Referring expression grounding data:

━━━━━━━━━━━━━━━━━━━━

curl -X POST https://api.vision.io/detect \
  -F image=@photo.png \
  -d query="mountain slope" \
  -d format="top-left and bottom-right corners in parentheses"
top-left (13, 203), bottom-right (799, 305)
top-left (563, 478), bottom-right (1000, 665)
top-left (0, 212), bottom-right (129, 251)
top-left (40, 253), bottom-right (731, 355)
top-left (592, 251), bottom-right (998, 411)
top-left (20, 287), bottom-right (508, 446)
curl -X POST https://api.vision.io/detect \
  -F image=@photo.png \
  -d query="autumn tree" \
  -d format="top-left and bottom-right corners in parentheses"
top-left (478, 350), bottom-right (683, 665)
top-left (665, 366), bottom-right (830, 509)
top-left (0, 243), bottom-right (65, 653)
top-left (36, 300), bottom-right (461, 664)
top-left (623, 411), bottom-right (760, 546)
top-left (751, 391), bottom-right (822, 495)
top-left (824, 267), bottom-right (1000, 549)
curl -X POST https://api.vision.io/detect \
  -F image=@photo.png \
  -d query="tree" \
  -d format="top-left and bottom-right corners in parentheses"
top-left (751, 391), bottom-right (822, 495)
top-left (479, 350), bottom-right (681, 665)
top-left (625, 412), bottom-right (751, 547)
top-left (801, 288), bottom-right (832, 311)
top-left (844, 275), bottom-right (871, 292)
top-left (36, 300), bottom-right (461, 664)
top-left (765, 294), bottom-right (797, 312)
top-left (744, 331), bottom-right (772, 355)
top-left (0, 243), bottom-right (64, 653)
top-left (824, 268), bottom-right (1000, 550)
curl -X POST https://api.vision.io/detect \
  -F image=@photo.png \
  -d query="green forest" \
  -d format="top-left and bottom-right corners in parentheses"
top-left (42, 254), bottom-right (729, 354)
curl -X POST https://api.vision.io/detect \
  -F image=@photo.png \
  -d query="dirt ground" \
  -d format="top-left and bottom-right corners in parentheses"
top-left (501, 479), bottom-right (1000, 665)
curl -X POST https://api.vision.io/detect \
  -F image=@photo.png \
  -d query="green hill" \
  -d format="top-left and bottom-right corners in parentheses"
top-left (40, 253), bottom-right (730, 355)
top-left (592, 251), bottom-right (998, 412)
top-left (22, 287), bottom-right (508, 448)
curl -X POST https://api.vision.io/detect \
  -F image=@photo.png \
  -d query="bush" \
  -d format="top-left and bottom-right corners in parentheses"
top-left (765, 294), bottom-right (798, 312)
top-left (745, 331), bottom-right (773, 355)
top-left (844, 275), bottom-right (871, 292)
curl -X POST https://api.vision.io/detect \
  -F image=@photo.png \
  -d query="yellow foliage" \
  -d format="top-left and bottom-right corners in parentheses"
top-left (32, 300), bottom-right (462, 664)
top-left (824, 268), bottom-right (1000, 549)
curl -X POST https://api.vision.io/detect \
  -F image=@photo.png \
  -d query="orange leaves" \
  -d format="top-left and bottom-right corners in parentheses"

━━━━━━━━━━━━━━━━━━━━

TASK REQUIREMENTS: Every entry above needs to be quoted exactly.

EXPECTED OUTPUT:
curl -X POST https://api.vision.io/detect \
  -F image=@photo.png \
  -d query="mountain slope" \
  -d format="top-left and bottom-right corners in parentheses"
top-left (13, 203), bottom-right (799, 305)
top-left (563, 478), bottom-right (1000, 665)
top-left (0, 212), bottom-right (129, 251)
top-left (40, 253), bottom-right (731, 355)
top-left (592, 251), bottom-right (998, 411)
top-left (20, 287), bottom-right (508, 446)
curl -X POST https://api.vision.io/detect \
  -F image=@photo.png \
  -d query="autumn tree" \
  -d format="top-left and bottom-right corners in parentheses"
top-left (478, 350), bottom-right (683, 665)
top-left (665, 366), bottom-right (830, 509)
top-left (0, 243), bottom-right (65, 653)
top-left (36, 300), bottom-right (461, 664)
top-left (623, 411), bottom-right (760, 546)
top-left (751, 391), bottom-right (822, 495)
top-left (824, 267), bottom-right (1000, 549)
curl -X POST https://api.vision.io/detect \
  -F image=@photo.png \
  -d query="tree" \
  -d format="top-left and bottom-right corners in parentheses"
top-left (751, 391), bottom-right (822, 495)
top-left (479, 350), bottom-right (681, 665)
top-left (625, 412), bottom-right (751, 547)
top-left (801, 288), bottom-right (832, 311)
top-left (844, 275), bottom-right (871, 292)
top-left (36, 300), bottom-right (461, 664)
top-left (765, 294), bottom-right (797, 312)
top-left (744, 331), bottom-right (772, 355)
top-left (0, 243), bottom-right (64, 653)
top-left (824, 268), bottom-right (1000, 550)
curl -X POST https://api.vision.io/detect \
  -F image=@photo.png \
  -d query="green forest" \
  -d format="top-left and bottom-right corners in parentheses"
top-left (42, 254), bottom-right (729, 354)
curl -X POST https://api.vision.io/detect \
  -F image=@photo.png \
  -d query="dirt ground" \
  -d format="top-left and bottom-right corners in parentheses"
top-left (501, 479), bottom-right (1000, 665)
curl -X POST https://api.vision.io/detect \
  -F image=@photo.png \
  -d query="green hill" \
  -d format="top-left and bottom-right corners in parentheses"
top-left (40, 253), bottom-right (730, 355)
top-left (592, 251), bottom-right (998, 412)
top-left (22, 287), bottom-right (508, 448)
curl -X POST https://api.vision.io/detect \
  -F image=@photo.png \
  -d query="bush" \
  -d format="top-left and bottom-right corners in parentheses"
top-left (765, 294), bottom-right (798, 312)
top-left (745, 331), bottom-right (773, 355)
top-left (844, 275), bottom-right (871, 292)
curl -X POST https://api.vision.io/detect \
  -F image=@photo.png \
  -d query="yellow foliage" \
  -d format="top-left and bottom-right corners in parentheses"
top-left (32, 300), bottom-right (462, 664)
top-left (824, 268), bottom-right (1000, 549)
curl -X POST https://api.vision.io/detect \
  -F image=@photo.png \
  -d query="orange leaves" \
  -d format="top-left and bottom-right corners in parentheses"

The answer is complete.